Data entries
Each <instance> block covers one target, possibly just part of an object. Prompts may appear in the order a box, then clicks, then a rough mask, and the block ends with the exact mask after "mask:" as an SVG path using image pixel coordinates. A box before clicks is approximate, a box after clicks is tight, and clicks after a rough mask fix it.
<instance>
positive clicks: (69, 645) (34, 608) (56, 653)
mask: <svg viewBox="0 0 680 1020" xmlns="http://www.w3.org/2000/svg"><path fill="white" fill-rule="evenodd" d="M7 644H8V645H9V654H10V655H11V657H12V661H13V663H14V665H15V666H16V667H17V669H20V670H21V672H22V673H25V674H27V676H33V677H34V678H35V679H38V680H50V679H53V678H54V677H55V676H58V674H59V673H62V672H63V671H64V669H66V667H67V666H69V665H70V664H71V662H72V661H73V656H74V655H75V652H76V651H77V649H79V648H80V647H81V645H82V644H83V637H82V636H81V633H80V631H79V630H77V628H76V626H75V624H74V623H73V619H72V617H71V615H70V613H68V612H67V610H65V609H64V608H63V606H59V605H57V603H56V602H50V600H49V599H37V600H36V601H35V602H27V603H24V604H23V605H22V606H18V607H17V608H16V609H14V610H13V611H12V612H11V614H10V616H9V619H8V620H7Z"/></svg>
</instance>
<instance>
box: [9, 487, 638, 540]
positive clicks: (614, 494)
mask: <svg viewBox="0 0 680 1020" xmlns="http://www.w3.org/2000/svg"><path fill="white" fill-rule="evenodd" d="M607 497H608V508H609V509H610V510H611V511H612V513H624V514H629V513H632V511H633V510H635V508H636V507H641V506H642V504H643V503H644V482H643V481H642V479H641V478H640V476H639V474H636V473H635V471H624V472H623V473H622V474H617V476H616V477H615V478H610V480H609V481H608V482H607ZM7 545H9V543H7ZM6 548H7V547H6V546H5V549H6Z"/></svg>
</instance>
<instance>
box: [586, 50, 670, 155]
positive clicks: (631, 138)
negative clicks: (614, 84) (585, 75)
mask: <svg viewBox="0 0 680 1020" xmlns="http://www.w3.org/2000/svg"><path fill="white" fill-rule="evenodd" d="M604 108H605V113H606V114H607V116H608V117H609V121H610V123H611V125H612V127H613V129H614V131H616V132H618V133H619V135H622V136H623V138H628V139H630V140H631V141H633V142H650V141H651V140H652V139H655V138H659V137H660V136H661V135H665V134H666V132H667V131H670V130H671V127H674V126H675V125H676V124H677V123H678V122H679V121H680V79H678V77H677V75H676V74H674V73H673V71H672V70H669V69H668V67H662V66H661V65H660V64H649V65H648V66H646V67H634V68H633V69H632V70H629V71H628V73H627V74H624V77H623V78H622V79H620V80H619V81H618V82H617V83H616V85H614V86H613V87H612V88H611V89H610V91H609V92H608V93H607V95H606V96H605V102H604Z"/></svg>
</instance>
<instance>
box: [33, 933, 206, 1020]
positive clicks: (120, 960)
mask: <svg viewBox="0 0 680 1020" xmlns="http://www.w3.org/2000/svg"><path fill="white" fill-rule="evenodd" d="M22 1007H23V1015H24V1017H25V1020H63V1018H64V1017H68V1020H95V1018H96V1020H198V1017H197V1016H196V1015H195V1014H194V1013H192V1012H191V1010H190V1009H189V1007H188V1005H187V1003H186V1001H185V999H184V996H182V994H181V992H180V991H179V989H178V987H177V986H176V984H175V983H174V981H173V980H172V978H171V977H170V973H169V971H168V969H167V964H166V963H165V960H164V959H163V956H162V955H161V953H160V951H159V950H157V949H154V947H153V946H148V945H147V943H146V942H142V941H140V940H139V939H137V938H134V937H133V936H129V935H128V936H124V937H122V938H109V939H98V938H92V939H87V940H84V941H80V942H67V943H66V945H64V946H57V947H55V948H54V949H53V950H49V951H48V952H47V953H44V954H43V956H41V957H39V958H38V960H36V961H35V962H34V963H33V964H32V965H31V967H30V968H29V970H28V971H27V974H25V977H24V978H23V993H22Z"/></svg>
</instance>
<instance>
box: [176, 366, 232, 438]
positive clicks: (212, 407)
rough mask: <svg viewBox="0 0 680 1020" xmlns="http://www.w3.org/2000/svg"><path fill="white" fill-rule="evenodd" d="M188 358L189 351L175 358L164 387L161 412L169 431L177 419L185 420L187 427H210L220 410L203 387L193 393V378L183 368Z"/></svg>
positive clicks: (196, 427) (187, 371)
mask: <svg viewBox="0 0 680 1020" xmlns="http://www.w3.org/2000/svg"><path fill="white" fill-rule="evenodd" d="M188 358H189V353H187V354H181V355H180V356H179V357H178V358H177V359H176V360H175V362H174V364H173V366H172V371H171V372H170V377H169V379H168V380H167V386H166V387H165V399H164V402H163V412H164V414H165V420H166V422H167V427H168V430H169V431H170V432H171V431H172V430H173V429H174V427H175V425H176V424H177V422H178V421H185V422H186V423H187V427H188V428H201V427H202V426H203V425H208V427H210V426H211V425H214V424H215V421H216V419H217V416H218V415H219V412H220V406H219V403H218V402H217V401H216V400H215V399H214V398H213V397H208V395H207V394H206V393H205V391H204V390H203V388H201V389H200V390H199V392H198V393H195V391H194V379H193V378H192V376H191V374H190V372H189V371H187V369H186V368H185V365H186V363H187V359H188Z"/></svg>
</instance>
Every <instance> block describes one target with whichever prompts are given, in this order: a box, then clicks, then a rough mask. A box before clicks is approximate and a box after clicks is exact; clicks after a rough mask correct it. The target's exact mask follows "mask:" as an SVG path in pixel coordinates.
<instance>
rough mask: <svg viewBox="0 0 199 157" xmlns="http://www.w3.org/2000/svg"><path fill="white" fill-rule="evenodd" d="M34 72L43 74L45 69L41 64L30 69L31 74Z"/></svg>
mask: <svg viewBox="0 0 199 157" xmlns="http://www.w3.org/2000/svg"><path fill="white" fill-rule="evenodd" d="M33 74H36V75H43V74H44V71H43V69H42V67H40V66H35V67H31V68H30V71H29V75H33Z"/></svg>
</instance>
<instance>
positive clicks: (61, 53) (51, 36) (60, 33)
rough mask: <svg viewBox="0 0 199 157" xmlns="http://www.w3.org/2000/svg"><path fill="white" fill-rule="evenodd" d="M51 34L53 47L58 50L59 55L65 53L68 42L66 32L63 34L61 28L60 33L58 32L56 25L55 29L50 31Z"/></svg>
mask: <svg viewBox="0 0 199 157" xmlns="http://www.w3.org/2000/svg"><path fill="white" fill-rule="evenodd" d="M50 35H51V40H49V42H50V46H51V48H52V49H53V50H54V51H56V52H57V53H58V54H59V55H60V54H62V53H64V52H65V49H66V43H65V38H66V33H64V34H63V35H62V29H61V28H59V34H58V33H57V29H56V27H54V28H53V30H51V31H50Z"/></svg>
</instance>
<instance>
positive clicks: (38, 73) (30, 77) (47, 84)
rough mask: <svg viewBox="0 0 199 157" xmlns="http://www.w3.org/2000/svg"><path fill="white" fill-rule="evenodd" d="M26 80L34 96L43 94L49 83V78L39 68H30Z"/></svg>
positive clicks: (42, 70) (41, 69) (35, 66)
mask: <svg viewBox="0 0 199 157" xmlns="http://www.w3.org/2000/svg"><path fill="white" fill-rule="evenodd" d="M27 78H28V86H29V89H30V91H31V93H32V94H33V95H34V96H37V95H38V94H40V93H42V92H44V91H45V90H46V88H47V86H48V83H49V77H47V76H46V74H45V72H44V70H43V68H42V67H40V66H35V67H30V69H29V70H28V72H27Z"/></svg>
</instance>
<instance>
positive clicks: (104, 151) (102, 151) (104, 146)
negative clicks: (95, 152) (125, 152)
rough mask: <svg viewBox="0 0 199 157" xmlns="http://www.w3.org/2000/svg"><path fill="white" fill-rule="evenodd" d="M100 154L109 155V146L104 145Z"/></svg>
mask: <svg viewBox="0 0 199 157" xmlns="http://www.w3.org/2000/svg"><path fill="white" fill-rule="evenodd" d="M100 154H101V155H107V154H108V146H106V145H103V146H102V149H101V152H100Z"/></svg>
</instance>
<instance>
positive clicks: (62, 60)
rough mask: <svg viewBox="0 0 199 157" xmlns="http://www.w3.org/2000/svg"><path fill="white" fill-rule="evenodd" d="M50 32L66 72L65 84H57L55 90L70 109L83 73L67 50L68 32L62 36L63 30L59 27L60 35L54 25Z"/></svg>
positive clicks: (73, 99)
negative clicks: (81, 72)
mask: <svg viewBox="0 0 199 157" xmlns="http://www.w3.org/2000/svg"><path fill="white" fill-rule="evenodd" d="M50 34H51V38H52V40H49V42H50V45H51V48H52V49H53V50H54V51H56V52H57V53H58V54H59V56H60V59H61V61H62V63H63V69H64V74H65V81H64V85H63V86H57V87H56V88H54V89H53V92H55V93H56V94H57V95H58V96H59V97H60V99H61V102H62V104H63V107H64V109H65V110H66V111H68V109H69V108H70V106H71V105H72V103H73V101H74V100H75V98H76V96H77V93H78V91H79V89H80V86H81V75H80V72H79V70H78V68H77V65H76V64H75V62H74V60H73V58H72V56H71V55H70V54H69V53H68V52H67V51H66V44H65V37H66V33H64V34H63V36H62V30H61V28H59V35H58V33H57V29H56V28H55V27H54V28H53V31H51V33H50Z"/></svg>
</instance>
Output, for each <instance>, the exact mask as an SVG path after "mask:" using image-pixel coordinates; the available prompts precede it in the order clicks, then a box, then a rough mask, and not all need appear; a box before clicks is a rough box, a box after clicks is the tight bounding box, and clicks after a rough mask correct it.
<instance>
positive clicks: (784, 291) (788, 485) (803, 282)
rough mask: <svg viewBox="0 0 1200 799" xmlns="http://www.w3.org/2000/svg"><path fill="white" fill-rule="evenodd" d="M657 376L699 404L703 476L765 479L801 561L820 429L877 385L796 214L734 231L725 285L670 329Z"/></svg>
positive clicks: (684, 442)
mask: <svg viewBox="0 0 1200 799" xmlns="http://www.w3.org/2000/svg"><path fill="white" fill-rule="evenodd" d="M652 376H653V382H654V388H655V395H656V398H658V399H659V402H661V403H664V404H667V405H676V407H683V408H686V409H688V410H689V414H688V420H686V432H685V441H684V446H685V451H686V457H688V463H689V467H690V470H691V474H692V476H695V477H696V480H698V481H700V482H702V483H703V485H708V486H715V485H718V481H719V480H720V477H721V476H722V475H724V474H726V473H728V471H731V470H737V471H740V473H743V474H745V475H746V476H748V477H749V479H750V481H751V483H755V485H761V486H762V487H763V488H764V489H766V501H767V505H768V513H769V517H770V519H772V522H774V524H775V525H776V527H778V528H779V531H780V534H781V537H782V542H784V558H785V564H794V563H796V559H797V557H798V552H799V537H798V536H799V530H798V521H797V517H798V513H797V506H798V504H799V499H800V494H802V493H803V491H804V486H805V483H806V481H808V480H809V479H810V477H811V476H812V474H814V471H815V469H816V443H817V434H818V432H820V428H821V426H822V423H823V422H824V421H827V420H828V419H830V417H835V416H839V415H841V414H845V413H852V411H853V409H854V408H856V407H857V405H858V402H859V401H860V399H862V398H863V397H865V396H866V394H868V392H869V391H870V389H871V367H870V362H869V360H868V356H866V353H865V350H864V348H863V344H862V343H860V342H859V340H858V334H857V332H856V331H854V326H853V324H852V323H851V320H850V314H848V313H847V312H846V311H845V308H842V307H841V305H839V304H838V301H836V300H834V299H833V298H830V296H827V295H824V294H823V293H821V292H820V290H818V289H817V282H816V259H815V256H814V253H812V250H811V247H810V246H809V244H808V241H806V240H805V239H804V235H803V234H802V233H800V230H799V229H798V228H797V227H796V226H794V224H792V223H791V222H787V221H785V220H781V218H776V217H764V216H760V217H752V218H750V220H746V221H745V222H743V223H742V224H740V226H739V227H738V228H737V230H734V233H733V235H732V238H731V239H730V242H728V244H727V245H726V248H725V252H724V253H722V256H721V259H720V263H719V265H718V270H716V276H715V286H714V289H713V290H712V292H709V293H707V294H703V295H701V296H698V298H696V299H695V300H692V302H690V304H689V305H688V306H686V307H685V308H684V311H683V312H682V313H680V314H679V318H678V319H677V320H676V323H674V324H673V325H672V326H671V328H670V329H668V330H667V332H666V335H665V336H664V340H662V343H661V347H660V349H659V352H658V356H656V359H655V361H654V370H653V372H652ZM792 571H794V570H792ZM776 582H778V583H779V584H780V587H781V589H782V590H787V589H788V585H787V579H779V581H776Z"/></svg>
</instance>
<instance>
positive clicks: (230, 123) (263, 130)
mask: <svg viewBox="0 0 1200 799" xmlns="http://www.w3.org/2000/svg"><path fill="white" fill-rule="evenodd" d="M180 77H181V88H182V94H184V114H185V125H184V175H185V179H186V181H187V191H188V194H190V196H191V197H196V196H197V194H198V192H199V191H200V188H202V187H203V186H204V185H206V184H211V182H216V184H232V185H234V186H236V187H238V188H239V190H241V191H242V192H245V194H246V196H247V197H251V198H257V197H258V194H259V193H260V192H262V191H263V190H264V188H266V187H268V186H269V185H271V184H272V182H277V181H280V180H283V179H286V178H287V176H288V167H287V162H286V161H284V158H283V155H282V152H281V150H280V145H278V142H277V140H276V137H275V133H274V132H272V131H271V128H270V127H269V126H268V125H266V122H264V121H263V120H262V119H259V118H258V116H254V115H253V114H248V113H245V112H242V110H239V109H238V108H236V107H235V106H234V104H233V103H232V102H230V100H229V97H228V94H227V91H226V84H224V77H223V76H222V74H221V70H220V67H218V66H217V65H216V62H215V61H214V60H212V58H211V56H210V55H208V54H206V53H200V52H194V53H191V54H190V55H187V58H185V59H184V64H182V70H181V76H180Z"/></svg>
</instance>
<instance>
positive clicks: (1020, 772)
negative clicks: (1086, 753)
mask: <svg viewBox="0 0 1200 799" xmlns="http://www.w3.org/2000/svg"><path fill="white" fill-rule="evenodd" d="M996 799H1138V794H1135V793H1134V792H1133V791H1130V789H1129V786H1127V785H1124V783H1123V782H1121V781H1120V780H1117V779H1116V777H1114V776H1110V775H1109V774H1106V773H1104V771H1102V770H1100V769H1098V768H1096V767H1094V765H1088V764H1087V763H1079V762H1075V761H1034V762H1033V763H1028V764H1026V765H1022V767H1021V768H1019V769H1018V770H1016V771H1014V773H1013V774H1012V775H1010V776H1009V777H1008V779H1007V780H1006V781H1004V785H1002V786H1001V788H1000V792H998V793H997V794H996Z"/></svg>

> Exercise requirements: In the data above, which lines lie between the line with "Every <instance> block" and the line with "negative clicks: (95, 152) (125, 152)", inclusive? Print those lines exactly and nothing else.

> Completed task:
Every <instance> block describes one target with whichever prompts are given, in this order: a box, then clicks, then a rough mask. A box before clicks is approximate and a box after clicks is exact; clicks after a rough mask correct it. The target's exact mask follows "mask:" as an SVG path in pixel coordinates.
<instance>
rough mask: <svg viewBox="0 0 199 157" xmlns="http://www.w3.org/2000/svg"><path fill="white" fill-rule="evenodd" d="M34 72L43 74L45 69L41 64L30 69L31 74Z"/></svg>
mask: <svg viewBox="0 0 199 157" xmlns="http://www.w3.org/2000/svg"><path fill="white" fill-rule="evenodd" d="M33 74H36V75H43V74H44V71H43V69H42V67H40V66H35V67H31V68H30V71H29V75H33Z"/></svg>
</instance>
<instance>
positive clicks: (61, 53) (51, 36) (60, 33)
rough mask: <svg viewBox="0 0 199 157" xmlns="http://www.w3.org/2000/svg"><path fill="white" fill-rule="evenodd" d="M51 34L53 47L58 50L59 55L65 53L68 42L66 32L63 34L61 28L60 33L58 32L56 25L55 29L50 31Z"/></svg>
mask: <svg viewBox="0 0 199 157" xmlns="http://www.w3.org/2000/svg"><path fill="white" fill-rule="evenodd" d="M50 35H51V40H49V42H50V46H51V48H52V49H53V50H54V51H56V52H57V53H58V54H59V55H60V54H62V53H64V52H65V49H66V43H65V38H66V33H64V34H63V35H62V29H61V28H59V34H58V33H57V29H56V27H54V28H53V30H51V31H50Z"/></svg>
</instance>
<instance>
positive clicks: (38, 73) (30, 77) (47, 84)
rough mask: <svg viewBox="0 0 199 157" xmlns="http://www.w3.org/2000/svg"><path fill="white" fill-rule="evenodd" d="M26 80L34 96L43 94L49 83V78L39 68H30Z"/></svg>
positive clicks: (42, 70) (41, 69) (35, 66)
mask: <svg viewBox="0 0 199 157" xmlns="http://www.w3.org/2000/svg"><path fill="white" fill-rule="evenodd" d="M27 78H28V86H29V89H30V91H31V93H32V94H33V95H34V96H37V95H38V94H40V93H42V92H44V91H45V90H46V88H47V86H48V83H49V77H47V76H46V74H45V72H44V70H43V68H42V67H40V66H35V67H30V69H29V70H28V72H27Z"/></svg>
</instance>
<instance>
positive clicks: (104, 151) (102, 151) (104, 146)
negative clicks: (95, 152) (125, 152)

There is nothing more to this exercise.